>> start Dataset records

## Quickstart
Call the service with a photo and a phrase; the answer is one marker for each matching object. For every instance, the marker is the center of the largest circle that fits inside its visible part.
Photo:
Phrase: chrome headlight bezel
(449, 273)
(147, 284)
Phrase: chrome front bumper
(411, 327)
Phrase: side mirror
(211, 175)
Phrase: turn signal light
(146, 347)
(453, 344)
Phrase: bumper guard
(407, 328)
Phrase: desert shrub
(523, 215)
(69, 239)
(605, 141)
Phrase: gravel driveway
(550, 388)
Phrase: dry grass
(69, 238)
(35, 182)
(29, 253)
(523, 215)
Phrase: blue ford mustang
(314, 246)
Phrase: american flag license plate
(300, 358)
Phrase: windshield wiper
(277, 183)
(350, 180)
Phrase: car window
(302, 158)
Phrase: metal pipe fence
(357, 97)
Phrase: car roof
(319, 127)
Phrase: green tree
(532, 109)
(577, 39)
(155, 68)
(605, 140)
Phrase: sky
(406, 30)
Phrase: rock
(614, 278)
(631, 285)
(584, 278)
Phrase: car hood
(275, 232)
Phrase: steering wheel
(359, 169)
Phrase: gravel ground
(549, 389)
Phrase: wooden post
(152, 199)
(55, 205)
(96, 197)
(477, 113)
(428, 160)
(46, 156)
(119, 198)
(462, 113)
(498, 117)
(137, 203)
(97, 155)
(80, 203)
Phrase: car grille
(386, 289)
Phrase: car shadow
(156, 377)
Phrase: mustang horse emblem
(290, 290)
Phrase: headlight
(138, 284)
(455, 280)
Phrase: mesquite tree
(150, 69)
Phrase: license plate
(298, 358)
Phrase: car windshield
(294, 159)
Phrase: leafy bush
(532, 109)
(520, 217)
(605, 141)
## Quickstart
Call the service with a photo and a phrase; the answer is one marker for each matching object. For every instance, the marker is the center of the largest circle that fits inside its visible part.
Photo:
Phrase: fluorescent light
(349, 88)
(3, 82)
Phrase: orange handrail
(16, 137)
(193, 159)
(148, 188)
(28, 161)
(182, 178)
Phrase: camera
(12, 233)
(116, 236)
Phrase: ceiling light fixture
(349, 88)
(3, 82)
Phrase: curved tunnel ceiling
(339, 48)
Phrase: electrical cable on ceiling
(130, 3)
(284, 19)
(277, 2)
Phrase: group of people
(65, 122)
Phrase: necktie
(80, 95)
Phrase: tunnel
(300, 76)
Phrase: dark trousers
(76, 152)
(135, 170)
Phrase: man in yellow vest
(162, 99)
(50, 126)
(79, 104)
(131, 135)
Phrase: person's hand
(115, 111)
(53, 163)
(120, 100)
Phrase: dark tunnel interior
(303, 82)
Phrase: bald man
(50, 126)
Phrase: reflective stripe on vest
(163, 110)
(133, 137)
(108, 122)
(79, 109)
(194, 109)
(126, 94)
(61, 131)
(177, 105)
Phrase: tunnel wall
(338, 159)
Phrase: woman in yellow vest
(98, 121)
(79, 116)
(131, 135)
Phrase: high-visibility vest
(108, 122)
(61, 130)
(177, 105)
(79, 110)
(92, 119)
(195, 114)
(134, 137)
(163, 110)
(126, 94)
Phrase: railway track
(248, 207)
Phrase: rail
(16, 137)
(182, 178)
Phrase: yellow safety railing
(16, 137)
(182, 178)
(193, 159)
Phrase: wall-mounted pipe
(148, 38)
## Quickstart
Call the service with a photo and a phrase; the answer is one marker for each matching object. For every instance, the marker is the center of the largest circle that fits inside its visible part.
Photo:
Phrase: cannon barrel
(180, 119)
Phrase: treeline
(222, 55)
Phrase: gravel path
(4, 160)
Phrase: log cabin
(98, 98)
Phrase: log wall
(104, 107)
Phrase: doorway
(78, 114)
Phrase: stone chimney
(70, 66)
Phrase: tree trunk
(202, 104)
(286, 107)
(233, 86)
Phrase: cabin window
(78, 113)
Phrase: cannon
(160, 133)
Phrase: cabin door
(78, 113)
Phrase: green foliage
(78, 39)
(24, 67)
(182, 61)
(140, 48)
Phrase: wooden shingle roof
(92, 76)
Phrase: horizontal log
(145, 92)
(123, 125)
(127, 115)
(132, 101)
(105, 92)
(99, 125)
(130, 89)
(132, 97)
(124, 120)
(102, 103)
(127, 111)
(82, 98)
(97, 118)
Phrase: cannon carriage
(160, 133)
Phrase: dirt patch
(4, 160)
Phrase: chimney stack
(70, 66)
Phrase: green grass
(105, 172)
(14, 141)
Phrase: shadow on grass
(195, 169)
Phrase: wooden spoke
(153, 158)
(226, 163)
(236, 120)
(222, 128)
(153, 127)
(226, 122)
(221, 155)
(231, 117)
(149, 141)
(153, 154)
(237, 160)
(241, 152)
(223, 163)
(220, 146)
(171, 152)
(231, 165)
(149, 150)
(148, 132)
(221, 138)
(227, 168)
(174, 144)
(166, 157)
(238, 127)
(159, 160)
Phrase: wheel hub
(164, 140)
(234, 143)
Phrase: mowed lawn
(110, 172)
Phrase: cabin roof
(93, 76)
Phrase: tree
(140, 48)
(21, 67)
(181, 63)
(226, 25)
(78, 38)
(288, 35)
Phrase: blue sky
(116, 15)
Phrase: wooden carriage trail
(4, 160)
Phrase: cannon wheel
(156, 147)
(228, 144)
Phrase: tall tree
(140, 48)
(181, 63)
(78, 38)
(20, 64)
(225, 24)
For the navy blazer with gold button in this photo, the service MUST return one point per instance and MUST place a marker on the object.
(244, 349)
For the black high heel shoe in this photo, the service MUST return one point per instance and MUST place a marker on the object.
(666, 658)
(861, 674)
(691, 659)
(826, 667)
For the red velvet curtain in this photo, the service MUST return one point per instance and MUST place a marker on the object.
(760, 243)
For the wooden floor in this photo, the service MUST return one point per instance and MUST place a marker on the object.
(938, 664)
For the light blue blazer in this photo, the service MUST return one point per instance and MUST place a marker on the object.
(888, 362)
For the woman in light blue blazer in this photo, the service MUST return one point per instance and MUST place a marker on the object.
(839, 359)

>> end Dataset records

- **The request**
Reproduce all of the entries above verbatim, keeping every line in its original order.

- **The result**
## Quickstart
Call the service with a photo and a phrase; the answer is one marker for each matching object. For every instance, the marker is the center of the largest circle that fits inside its visible part.
Photo:
Phrase: chrome headlight bezel
(449, 273)
(147, 284)
Phrase: chrome front bumper
(411, 327)
Phrase: side mirror
(211, 175)
Phrase: turn signal light
(146, 347)
(453, 344)
Phrase: bumper guard
(407, 328)
Phrase: desert shrub
(523, 215)
(69, 239)
(605, 141)
Phrase: gravel driveway
(550, 388)
Phrase: dry grass
(69, 238)
(35, 182)
(29, 253)
(523, 215)
Phrase: blue ford mustang
(314, 246)
Phrase: american flag license plate
(300, 358)
Phrase: windshield wiper
(277, 183)
(350, 180)
Phrase: car window
(302, 158)
Phrase: metal pipe fence
(357, 97)
Phrase: car roof
(319, 127)
Phrase: green tree
(532, 109)
(577, 39)
(155, 68)
(605, 140)
Phrase: sky
(406, 30)
Phrase: rock
(614, 278)
(631, 285)
(584, 278)
Phrase: car hood
(275, 232)
Phrase: steering wheel
(359, 169)
Phrase: gravel ground
(549, 389)
Phrase: wooden post
(152, 199)
(55, 205)
(96, 197)
(477, 113)
(428, 160)
(46, 156)
(119, 198)
(462, 113)
(498, 117)
(137, 203)
(97, 155)
(80, 203)
Phrase: car grille
(386, 289)
Phrase: car shadow
(156, 377)
Phrase: mustang horse emblem
(290, 290)
Phrase: headlight
(138, 284)
(455, 280)
Phrase: mesquite tree
(150, 69)
Phrase: license plate
(298, 358)
Phrase: car windshield
(294, 159)
Phrase: leafy bush
(532, 109)
(520, 217)
(605, 141)
## Quickstart
Call the service with a photo and a phrase; the answer is one marker for each matching object. For every instance, the marker is the center of the largest circle that fits inside its visible part.
Photo:
Phrase: fluorescent light
(349, 88)
(3, 82)
Phrase: orange handrail
(16, 137)
(193, 159)
(148, 188)
(28, 161)
(182, 178)
Phrase: camera
(12, 233)
(116, 236)
Phrase: ceiling light fixture
(349, 88)
(3, 82)
Phrase: curved tunnel ceiling
(339, 48)
Phrase: electrical cable on ceiling
(130, 3)
(284, 19)
(277, 2)
Phrase: group of people
(65, 122)
Phrase: necktie
(80, 95)
Phrase: tunnel
(300, 76)
Phrase: dark trousers
(76, 152)
(135, 170)
Phrase: man in yellow vest
(162, 99)
(50, 126)
(79, 104)
(131, 135)
Phrase: person's hand
(115, 111)
(53, 163)
(120, 100)
Phrase: dark tunnel interior
(303, 82)
Phrase: bald man
(50, 126)
Phrase: reflective stripe on vest
(163, 110)
(133, 137)
(108, 122)
(79, 109)
(194, 109)
(126, 94)
(61, 131)
(177, 105)
Phrase: tunnel wall
(338, 159)
Phrase: woman in yellow vest
(98, 121)
(79, 116)
(131, 135)
Phrase: high-visibility vest
(108, 122)
(61, 130)
(177, 105)
(79, 110)
(92, 119)
(195, 114)
(134, 137)
(163, 110)
(126, 94)
Phrase: railway track
(248, 207)
Phrase: rail
(16, 137)
(182, 178)
Phrase: yellow safety railing
(16, 137)
(182, 178)
(193, 159)
Phrase: wall-mounted pipe
(148, 38)
## Quickstart
Call the service with a photo and a phrase; the answer is one marker for each matching object. For every instance, the marker is the center of the largest circle that fits inside its visible part.
Photo:
Phrase: cannon barrel
(180, 119)
Phrase: treeline
(222, 55)
Phrase: gravel path
(4, 160)
Phrase: log cabin
(98, 98)
Phrase: log wall
(104, 107)
Phrase: doorway
(78, 114)
Phrase: stone chimney
(70, 66)
Phrase: tree trunk
(202, 104)
(286, 107)
(233, 86)
Phrase: cabin window
(78, 113)
Phrase: cannon
(160, 133)
Phrase: cabin door
(78, 113)
Phrase: green foliage
(78, 39)
(24, 67)
(182, 61)
(140, 48)
Phrase: wooden shingle roof
(92, 76)
Phrase: horizontal log
(145, 92)
(123, 125)
(127, 115)
(132, 101)
(105, 92)
(99, 125)
(130, 89)
(132, 97)
(124, 120)
(102, 103)
(127, 111)
(82, 98)
(97, 118)
Phrase: cannon carriage
(160, 133)
Phrase: dirt patch
(4, 160)
Phrase: chimney stack
(70, 66)
Phrase: green grass
(105, 172)
(14, 141)
Phrase: shadow on grass
(195, 169)
Phrase: wooden spoke
(153, 158)
(226, 163)
(236, 120)
(222, 128)
(153, 127)
(226, 122)
(221, 155)
(231, 117)
(149, 141)
(153, 154)
(237, 160)
(241, 152)
(223, 163)
(220, 146)
(171, 152)
(231, 165)
(149, 150)
(148, 132)
(221, 138)
(227, 168)
(174, 144)
(166, 157)
(238, 127)
(159, 160)
Phrase: wheel hub
(164, 140)
(234, 143)
Phrase: mowed lawn
(110, 172)
Phrase: cabin roof
(93, 76)
Phrase: tree
(140, 48)
(21, 67)
(181, 63)
(226, 25)
(78, 38)
(288, 35)
Phrase: blue sky
(116, 15)
Phrase: wooden carriage trail
(4, 160)
Phrase: cannon wheel
(156, 147)
(228, 144)
Phrase: tall tree
(140, 48)
(181, 63)
(78, 38)
(20, 64)
(225, 24)
For the navy blazer with gold button in this photo, the service MUST return one point per instance and MUST place a marker on the object.
(244, 349)
For the black high heel shoe in this photo, the service MUST return one point per instance and MUST place a marker on the object.
(666, 658)
(861, 674)
(691, 659)
(826, 667)
For the red velvet curtain in this photo, the service MUST return one point per instance and MUST place a marker on the object.
(760, 243)
For the wooden floor in this photo, the service MUST return one point per instance and MUST place a marker on the object.
(938, 664)
For the light blue blazer in this photo, the service MUST return one point per instance and MUST place a marker on the object.
(888, 362)
For the woman in light blue blazer in this photo, the service MUST return one point per instance and MUST place a marker on the object.
(839, 359)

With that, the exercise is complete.